● **REQUIRED WORK**
Copy out the full listing that comes next, exactly.

● **EXERCISE INPUT**

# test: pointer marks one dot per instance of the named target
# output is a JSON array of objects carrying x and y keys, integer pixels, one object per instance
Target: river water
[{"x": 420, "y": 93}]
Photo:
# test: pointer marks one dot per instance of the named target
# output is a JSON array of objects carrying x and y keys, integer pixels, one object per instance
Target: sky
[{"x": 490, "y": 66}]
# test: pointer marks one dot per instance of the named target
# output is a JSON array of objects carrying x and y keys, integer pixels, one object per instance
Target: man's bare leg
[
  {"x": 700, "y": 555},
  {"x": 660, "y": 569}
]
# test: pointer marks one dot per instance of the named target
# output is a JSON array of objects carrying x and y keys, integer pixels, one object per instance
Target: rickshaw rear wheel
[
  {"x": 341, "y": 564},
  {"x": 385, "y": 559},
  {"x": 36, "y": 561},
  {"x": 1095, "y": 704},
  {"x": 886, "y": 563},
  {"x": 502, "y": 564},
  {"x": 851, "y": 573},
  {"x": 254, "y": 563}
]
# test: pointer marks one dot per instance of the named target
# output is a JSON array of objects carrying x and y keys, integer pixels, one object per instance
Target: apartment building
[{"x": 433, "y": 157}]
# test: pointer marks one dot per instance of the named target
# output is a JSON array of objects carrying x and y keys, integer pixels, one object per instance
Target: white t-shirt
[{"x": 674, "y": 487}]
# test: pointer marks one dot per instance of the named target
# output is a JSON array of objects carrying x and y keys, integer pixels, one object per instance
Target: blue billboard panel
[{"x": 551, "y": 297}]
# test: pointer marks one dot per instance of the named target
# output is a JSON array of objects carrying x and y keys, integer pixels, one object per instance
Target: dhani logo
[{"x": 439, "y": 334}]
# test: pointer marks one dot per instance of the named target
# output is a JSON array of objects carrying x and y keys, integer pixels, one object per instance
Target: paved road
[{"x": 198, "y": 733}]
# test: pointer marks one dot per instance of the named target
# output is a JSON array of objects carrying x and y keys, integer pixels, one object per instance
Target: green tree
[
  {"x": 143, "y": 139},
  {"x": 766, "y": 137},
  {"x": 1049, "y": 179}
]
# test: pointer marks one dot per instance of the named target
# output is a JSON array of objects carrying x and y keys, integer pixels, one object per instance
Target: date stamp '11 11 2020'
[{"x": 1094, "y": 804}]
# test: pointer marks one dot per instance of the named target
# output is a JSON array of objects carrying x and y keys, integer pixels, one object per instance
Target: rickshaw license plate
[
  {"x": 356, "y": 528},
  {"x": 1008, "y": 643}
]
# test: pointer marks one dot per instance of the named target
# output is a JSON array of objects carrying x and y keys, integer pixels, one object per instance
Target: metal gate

● **EXERCISE RESPONSE**
# test: pointer marks one dot per instance of the named target
# output is a JSON array of objects carrying x and y keys, integer pixels, one object per instance
Target: river water
[{"x": 420, "y": 93}]
Photo:
# test: pointer marks one dot per instance of the named target
# output is a JSON array of objects carrying x and y keys, integer pixels, one object per instance
Target: sky
[{"x": 490, "y": 66}]
# test: pointer marks one dot per instance of the named target
# output is a JSON array of objects carrying x and y keys, integer pixels, one object per instance
Target: man's bare leg
[
  {"x": 700, "y": 555},
  {"x": 660, "y": 569}
]
# test: pointer marks one dot per instance of the named target
# output is a JSON array of objects carrying x and y keys, integer pixels, one object per instance
Target: rickshaw rear wheel
[
  {"x": 341, "y": 564},
  {"x": 385, "y": 559},
  {"x": 36, "y": 561},
  {"x": 1095, "y": 704},
  {"x": 886, "y": 563},
  {"x": 502, "y": 564},
  {"x": 851, "y": 573},
  {"x": 254, "y": 563}
]
# test: pointer marks one dot per instance of the named target
# output is a JSON array of objects carrying x and y keys, integer pixels, one object per instance
Target: apartment building
[{"x": 433, "y": 157}]
# test: pointer marks one dot per instance of the named target
# output is a JSON array of objects carrying x and y keys, integer pixels, one object per instance
Target: white t-shirt
[{"x": 674, "y": 487}]
# test: pointer marks one dot per instance of the named target
# output is a JSON array of objects carrying x and y keys, integer pixels, one object per instance
Target: blue billboard panel
[{"x": 551, "y": 297}]
# test: pointer marks one dot per instance of the named target
# output is a JSON array of objects carrying x and y keys, integer pixels, one object per instance
Target: dhani logo
[{"x": 439, "y": 334}]
# test: pointer marks one dot per instance of the named target
# output is a JSON array of objects carrying x and y keys, integer pixels, one object per instance
Target: paved road
[{"x": 198, "y": 733}]
# test: pointer marks one dot per instance of the named target
# output is a JSON array of objects carrying x and y keys, integer pixels, one object per instance
Target: green tree
[
  {"x": 143, "y": 139},
  {"x": 766, "y": 137},
  {"x": 1049, "y": 179}
]
# test: pointer marks one dot per instance of the named target
# output is a JSON array of objects carrying x and y keys, integer pixels, one object per instance
Target: date stamp '11 11 2020'
[{"x": 1094, "y": 804}]
# test: pointer marks one dot per instance of the named target
# output is a JSON array of objects carrying x and y keys, integer pixels, one object per instance
Target: rickshaw license plate
[
  {"x": 356, "y": 528},
  {"x": 1008, "y": 643}
]
# test: pointer marks one dot per instance of the named target
# output is a JSON array of objects carrying x and y keys, integer pixels, one object per instance
Target: metal gate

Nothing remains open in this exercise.